**Problem description**
Write out the entries from the first one through the line with "(1161, 798)", changing every "black" to "dark" and leaving everything else the same.
++++++++
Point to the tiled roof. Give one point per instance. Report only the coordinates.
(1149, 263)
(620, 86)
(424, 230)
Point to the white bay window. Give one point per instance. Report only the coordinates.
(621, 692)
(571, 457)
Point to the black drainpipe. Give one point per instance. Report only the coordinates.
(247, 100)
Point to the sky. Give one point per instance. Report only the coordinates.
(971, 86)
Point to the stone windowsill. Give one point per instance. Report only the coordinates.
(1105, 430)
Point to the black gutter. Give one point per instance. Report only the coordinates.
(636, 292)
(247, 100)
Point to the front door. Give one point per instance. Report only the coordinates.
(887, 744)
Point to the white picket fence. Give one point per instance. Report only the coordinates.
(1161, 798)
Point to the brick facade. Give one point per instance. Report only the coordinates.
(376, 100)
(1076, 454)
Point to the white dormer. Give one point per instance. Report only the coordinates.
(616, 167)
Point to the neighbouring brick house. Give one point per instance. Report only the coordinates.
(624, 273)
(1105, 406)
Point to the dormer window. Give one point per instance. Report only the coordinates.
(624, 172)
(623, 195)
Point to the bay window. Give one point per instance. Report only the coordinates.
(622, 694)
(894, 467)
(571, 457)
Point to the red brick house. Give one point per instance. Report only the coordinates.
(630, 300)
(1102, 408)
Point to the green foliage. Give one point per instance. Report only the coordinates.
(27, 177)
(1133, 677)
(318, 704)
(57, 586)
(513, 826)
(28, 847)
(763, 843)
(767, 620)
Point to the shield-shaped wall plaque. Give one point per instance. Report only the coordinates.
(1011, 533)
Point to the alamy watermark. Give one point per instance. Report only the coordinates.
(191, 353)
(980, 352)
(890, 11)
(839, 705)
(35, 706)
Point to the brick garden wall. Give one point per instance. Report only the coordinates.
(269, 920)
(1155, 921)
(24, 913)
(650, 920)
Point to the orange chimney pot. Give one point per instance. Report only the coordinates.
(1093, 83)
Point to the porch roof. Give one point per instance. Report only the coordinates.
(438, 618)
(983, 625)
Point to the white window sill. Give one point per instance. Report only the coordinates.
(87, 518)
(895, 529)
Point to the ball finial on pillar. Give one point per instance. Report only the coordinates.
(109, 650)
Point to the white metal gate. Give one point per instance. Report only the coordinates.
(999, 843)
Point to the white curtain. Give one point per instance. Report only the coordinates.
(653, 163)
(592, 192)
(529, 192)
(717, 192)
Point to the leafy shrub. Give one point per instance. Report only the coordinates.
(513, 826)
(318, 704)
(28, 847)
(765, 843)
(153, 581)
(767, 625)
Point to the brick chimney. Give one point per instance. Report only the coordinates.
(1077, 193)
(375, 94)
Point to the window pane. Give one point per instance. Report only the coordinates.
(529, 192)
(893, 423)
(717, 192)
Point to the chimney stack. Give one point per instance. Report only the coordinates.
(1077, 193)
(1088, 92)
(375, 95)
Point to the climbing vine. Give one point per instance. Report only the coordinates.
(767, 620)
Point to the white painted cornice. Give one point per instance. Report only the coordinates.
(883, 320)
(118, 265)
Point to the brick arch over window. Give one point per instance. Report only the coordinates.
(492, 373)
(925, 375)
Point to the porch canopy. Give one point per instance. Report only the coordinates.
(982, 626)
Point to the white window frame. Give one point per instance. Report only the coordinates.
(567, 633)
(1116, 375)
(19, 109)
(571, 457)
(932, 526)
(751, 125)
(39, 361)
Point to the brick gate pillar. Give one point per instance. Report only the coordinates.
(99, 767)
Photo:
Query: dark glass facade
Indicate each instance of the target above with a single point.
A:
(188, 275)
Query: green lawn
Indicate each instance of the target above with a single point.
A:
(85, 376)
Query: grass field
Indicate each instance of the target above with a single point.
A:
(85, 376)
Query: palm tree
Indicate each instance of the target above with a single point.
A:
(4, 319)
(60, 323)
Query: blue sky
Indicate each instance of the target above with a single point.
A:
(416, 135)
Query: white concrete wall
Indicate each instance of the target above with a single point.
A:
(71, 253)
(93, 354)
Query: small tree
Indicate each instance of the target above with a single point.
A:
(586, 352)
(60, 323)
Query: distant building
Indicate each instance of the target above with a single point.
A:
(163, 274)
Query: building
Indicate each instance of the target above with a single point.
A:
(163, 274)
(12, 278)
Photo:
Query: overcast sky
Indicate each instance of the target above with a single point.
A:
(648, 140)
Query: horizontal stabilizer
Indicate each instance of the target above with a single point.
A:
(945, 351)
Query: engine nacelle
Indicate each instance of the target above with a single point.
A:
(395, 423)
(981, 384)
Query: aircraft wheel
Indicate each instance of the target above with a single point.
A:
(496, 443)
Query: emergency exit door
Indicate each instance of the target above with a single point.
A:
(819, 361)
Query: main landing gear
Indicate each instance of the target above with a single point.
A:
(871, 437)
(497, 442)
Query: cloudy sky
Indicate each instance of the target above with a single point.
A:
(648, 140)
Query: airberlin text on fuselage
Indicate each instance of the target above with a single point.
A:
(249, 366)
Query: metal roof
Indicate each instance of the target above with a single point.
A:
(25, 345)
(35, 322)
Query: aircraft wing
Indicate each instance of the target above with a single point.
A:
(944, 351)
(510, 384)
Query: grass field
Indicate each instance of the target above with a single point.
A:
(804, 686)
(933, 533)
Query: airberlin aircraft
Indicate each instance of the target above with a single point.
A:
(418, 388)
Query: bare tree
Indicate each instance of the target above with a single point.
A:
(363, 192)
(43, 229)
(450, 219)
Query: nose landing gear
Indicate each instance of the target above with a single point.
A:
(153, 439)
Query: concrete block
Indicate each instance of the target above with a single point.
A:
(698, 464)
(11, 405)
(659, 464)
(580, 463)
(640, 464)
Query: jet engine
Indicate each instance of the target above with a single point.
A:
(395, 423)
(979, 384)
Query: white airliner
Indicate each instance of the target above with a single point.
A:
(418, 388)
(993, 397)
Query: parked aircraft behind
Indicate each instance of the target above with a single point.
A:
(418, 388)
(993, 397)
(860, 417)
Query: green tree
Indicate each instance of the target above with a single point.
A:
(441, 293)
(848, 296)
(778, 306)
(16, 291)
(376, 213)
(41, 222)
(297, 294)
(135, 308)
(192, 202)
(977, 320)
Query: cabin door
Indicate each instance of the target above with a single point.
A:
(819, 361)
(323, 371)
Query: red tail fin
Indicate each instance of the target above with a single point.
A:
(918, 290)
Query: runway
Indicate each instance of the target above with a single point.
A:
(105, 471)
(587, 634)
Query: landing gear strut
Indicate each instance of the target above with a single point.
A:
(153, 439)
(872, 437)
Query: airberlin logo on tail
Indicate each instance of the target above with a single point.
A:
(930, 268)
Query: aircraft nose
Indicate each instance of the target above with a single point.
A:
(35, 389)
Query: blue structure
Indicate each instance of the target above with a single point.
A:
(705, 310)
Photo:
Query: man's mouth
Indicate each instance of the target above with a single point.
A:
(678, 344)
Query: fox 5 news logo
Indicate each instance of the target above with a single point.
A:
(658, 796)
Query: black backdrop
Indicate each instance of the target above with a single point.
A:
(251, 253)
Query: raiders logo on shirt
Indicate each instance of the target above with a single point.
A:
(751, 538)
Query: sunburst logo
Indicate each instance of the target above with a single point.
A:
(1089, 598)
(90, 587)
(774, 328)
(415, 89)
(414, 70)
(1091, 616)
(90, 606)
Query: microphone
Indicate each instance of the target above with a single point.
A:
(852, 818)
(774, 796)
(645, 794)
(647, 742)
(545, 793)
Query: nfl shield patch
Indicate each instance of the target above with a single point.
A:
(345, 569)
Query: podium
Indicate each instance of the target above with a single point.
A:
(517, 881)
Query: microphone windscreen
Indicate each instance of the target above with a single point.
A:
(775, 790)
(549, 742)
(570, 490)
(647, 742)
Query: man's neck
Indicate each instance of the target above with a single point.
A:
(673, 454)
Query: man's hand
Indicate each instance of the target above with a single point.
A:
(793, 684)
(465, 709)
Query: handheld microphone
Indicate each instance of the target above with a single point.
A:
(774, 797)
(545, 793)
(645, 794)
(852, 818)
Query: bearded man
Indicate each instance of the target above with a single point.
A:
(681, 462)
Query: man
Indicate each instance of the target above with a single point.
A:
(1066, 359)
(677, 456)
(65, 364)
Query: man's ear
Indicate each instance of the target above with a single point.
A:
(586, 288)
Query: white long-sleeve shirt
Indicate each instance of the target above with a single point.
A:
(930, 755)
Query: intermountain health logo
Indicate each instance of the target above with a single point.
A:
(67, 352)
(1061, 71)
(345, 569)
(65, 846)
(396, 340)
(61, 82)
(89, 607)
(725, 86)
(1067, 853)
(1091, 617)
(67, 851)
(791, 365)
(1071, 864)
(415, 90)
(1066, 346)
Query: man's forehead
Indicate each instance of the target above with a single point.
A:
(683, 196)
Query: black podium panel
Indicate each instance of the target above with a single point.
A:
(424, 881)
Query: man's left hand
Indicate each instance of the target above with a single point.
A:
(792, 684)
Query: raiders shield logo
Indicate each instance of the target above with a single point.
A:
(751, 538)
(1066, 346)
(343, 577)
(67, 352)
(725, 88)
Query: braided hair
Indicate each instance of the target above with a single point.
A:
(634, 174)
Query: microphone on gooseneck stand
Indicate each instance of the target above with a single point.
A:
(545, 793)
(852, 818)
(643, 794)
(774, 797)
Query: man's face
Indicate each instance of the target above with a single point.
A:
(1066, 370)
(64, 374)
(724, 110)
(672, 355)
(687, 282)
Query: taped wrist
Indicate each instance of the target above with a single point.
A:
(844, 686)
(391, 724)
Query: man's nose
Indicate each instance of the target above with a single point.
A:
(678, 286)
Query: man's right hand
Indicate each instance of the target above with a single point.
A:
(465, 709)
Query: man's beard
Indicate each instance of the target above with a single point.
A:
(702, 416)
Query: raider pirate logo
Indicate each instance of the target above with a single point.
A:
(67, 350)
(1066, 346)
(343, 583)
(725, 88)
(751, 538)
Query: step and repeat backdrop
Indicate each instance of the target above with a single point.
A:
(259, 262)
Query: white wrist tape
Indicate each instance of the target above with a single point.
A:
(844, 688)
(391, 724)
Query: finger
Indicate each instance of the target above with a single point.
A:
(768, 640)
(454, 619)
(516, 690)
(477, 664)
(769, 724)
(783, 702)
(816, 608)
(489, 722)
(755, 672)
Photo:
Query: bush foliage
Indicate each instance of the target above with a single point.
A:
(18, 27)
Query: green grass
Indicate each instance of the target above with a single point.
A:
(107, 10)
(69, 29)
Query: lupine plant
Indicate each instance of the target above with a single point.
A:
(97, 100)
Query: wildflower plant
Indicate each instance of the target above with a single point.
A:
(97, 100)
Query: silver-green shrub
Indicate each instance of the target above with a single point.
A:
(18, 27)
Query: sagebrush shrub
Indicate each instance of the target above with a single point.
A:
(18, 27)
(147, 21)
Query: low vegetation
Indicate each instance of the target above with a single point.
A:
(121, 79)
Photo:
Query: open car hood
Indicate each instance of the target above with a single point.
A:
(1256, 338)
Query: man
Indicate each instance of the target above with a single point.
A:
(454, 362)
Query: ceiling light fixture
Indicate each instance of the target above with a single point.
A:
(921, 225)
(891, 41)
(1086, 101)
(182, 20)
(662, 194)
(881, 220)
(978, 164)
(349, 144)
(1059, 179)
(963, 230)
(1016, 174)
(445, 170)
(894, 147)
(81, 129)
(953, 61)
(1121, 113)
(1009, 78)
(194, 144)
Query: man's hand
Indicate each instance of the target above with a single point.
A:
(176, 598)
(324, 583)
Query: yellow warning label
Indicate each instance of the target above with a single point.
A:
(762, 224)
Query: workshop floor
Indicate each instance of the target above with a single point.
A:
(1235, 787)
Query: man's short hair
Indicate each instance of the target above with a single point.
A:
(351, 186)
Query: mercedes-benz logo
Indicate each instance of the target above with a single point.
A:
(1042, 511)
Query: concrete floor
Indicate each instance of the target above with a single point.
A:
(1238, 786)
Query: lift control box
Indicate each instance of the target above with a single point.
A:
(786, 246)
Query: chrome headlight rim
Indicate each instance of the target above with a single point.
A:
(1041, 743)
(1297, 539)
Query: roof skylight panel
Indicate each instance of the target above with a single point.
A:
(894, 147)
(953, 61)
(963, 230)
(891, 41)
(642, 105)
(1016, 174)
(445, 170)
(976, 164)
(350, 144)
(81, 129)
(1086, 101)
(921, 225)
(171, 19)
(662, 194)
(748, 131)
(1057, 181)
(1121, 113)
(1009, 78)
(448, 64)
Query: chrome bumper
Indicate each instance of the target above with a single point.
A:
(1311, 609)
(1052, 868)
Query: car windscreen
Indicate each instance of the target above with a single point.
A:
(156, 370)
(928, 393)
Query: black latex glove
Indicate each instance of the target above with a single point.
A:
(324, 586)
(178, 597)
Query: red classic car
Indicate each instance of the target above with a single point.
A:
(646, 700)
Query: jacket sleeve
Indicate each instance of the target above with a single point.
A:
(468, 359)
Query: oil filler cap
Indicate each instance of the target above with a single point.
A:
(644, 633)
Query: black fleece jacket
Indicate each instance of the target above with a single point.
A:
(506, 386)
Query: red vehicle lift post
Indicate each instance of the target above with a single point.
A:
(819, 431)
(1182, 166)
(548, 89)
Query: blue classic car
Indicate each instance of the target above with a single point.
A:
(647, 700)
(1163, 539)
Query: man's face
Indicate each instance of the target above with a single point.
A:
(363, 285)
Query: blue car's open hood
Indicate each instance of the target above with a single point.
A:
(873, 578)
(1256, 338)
++++++++
**Completed exercise**
Point to the tiled roof. Give one point per instance. Report only the coordinates.
(1149, 263)
(620, 86)
(424, 230)
Point to the white bay window. Give one point per instance. Report only the coordinates.
(621, 692)
(571, 457)
Point to the dark drainpipe. Give one point per instance. Report only the coordinates.
(247, 100)
Point to the sky. Give one point per instance. Report only the coordinates.
(971, 86)
Point to the stone windowsill. Give one point per instance. Report only the coordinates.
(1105, 430)
Point to the dark gutter. Give one point per instance. Report only the coordinates.
(636, 292)
(247, 100)
Point to the front door. Give one point per instance. Report only the coordinates.
(887, 744)
Point to the white picket fence. Give one point per instance. Report only the coordinates.
(1161, 798)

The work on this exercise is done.